AIM: Reproduce all of the entries below word for word, omitting the pictures.

* START INPUT ROWS *

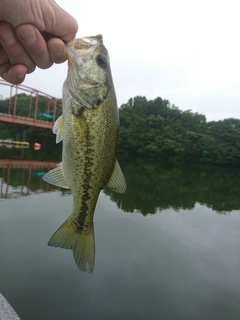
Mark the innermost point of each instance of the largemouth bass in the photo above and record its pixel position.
(88, 128)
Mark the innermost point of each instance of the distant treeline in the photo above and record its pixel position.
(159, 130)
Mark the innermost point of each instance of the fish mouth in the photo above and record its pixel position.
(85, 43)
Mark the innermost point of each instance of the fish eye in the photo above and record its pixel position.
(101, 60)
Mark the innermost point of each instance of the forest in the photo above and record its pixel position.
(155, 129)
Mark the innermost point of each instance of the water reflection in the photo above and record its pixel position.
(23, 177)
(152, 187)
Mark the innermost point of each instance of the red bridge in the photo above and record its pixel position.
(39, 109)
(27, 177)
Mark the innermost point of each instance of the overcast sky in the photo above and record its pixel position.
(187, 51)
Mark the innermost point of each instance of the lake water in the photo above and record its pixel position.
(169, 248)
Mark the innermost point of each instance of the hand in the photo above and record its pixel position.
(32, 33)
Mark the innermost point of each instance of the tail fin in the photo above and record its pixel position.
(81, 242)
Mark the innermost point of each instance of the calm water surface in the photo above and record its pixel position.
(167, 249)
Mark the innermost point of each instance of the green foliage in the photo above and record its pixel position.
(153, 129)
(153, 187)
(159, 130)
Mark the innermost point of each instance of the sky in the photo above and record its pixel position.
(187, 52)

* END INPUT ROWS *

EXERCISE RESPONSE:
Mark the innermost point of each instance of the largemouth bass in the photo above and record its pixel position.
(88, 128)
Mark the innermost point of each instance of the distant treeline in the photo above and record its pixel position.
(159, 130)
Mark the innermost point of each instance of the fish mouth in the photo above and record its pixel position.
(85, 43)
Mark the innermost point of each instance of the fish eye in the photo above and record its pixel position.
(101, 60)
Mark the innermost point of each instance of the forest in the photo above and record its pixel position.
(155, 129)
Mark the innermost point of each instance of the water reflection in the photo above and record its pixel position.
(23, 177)
(152, 187)
Mark the innermost point of each instance of the red bridge in the photo above and record its pixel position.
(39, 109)
(27, 177)
Mark the innermost point of each instance of the overcast sky in the photo above and record its pixel position.
(187, 51)
Mark the innermost point of each instance of the lake water in the photo above and record its pixel position.
(169, 248)
Mark the innermost point of each instance of the hand in the photo above and record its pixel position.
(32, 33)
Mark the innermost point of each instance of the tail fin in the photo above and record its pixel position.
(81, 242)
Mark the innermost point of each instance of the calm water surface in the photo above and record its pixel position.
(167, 249)
Mark the innermost point of each instance of the green foliage in the photo above and record its pixel position.
(153, 129)
(153, 187)
(159, 130)
Mark the innermost point of each instance of the sky in the photo above and record its pixel position.
(187, 52)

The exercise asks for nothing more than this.